The records that follow should be retyped word for word.
--- Given data ---
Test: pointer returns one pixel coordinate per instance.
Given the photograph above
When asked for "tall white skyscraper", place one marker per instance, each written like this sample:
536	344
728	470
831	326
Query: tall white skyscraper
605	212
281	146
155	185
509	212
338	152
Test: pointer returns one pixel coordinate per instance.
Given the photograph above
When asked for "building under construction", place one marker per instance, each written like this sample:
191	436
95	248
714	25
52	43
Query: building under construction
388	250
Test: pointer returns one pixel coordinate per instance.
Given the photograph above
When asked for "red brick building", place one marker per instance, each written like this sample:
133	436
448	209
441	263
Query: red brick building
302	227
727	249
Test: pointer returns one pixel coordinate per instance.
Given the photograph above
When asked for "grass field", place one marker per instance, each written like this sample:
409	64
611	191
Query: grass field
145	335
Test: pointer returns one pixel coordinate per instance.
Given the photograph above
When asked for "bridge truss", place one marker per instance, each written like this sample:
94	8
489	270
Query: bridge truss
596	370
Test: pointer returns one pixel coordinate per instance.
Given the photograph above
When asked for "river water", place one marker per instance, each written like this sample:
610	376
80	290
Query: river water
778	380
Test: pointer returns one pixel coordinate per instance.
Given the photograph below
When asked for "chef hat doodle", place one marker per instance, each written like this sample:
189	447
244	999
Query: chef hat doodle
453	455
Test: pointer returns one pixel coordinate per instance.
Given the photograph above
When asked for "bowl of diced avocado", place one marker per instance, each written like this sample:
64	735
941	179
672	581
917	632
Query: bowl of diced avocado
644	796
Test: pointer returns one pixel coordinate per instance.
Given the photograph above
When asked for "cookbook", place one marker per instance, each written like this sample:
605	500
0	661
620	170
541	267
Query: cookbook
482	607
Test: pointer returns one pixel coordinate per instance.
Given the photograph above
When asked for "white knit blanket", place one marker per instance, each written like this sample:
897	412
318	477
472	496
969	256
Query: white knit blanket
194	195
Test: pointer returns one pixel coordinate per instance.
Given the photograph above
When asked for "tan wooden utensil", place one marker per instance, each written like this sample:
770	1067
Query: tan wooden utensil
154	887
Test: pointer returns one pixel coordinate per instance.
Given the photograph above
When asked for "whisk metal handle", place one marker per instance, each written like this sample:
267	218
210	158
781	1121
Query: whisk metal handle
---
Worked answer |
Test: pointer returns one pixel coordinate per instance.
Given the photograph above
When asked for "tall white skyscraper", place one marker per instance, each written like this sample:
536	344
728	470
831	326
Query: tall white skyscraper
605	212
281	146
155	185
509	212
338	152
Test: pointer returns one pixel coordinate per instance.
Given the photograph above
When asked for "building under construction", place one marker per instance, each written like this sample:
191	436
95	248
714	25
52	43
Query: building under construction
388	250
Test: pointer returns one pixel coordinate per instance.
Given the photograph above
When asked for "red brick building", place one marker per instance, each written like this sample:
133	436
448	209
441	263
Query: red brick building
302	227
727	249
Test: pointer returns one pixel coordinate per instance.
Given the photograph above
When asked for "grass field", place one marker per instance, each written like this sample:
409	64
611	191
Query: grass field
145	335
Test: pointer returns one pixel coordinate per instance.
Given the photograph above
When asked for "bridge truss", place one marker per instance, each written like this sample:
94	8
489	270
Query: bridge truss
596	370
Test: pointer returns one pixel coordinate per instance.
Given the photograph above
When asked for "river water", place one marker per instance, each written like this sample:
610	376
80	290
Query: river water
778	380
Test: pointer returns one pixel coordinate per instance.
Given the photograph below
When asked for "chef hat doodle", place one marker per instance, each written like this sample:
189	447
244	999
Query: chef hat doodle
453	455
Test: pointer returns one pixel coordinate per instance.
Given the photograph above
When asked for "bowl of diced avocado", place one marker per instance, each written like this sample:
64	735
941	179
672	581
917	632
Query: bowl of diced avocado
644	796
Test: pointer returns one pixel coordinate per instance.
Given the photograph above
When asked for "cookbook", place one marker per instance, each written like this sample:
605	500
0	661
620	170
541	267
Query: cookbook
482	607
Test: pointer returns one pixel coordinate per instance.
Given the photograph above
When asked for "white knit blanket", place one marker per instance, each written like this sample:
897	412
318	477
472	496
969	256
Query: white knit blanket
194	195
Test: pointer returns one pixel coordinate per instance.
Given the photograph above
When asked for "tan wooden utensil", place one marker per instance, each written like this sample:
770	1067
Query: tan wooden utensil
154	887
Test: pointer returns one pixel coordinate per instance.
Given the photograph above
When asked for "whisk metal handle", place one marker per instance, each written like this sample:
267	218
210	158
781	1121
Query: whisk metal handle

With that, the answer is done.